**PAGE:**
────

I enjoyed using Rust/WASM for a web application I made. Once I got the build step figured out, which took a week, the application worked like I wanted right away.
I was trying to build an HTML generator in Rust and got pretty far, but I don't think I'll ever be happy with the API unless I learn some pretty crazy macro stuff, which I don't want. For the latter project, the "innovation tokens" really rings true for me, I spent months on the HTML gen for not much benefit.
For a web backend? Rust is pretty mature there, it doesn't even feel like an innovation token - it's by my favorite thing to use Rust for.
You have very mature webservers, asyncio, ORMs, auth, etc., it's very easy to write, and the type safety helps a ton.
In 2020 it might have taken some innovation tokens, but the only things that require a ton less (for web backend) are probably Java, python, and node.js, and they all have their unique pain points that it doesn't seem at all crazy?
Good to know! You probably saved me a lot of pain.
Better title: "Farewell, Rust for Web"
Farewell, Rust for Web was a worse title. I thought it meant Rust ended WebAssembly support.
Yes. This is one of the things that drives me nuts about a lot of titles on here: the context like “for the web” changes how it’s is interpreted a great deal. I see the same thing when I see posts about other languages and AI and such. Context matters versus making it sound like a broad, general statement. Alas, the broad, general statements likely get more engagement..
Agreed! The context matters a lot. Rust is a great language, but using it for the web is a poor choice just like using JS outside the web is a poor choice. Programming languages all have domains where they do well or poorly, and trying to make a single language work for all cases is a fool's errand.
Ok, we'll use that above. Thanks!
Yeah Astro is a great choice for a static or mostly static website. Moving to Astro is not a slight on any other language or framework.
Aiui they are also migrating their backend api(s) from rust to node. They were already using astro with rust on the backend (after dropping ssr with tera).
due to the nature of safety in Rust, I’d find myself writing boilerplate code just to avoid calling .unwrap(). I’d get long chain calls of .ok_or followed by .map_err. I defined a dozen of custom error enums, some taking other enums, because you want to be able to handle errors properly, and your functions can’t just return any error.
This can be a double edged sword. Yes, languages like python and typescript/JavaScript will let you not catch an exception, which can be convenient. But that also often leads to unexpected errors popping up in production.

────

**COLLECTED DATA:**

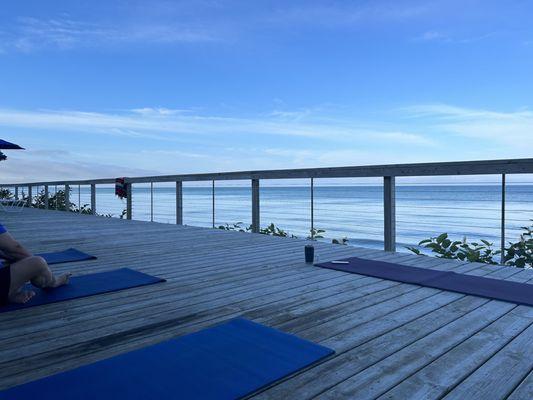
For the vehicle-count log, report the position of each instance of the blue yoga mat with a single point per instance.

────

**EXERCISE DETAILS:** Rewrite the part of the discussion that opens with "due to the nature" and closes with "return any error.", putting "repetitive code" in place of "boilerplate code".

**EXERCISE RESPONSE:**
due to the nature of safety in Rust, I’d find myself writing repetitive code just to avoid calling .unwrap(). I’d get long chain calls of .ok_or followed by .map_err. I defined a dozen of custom error enums, some taking other enums, because you want to be able to handle errors properly, and your functions can’t just return any error.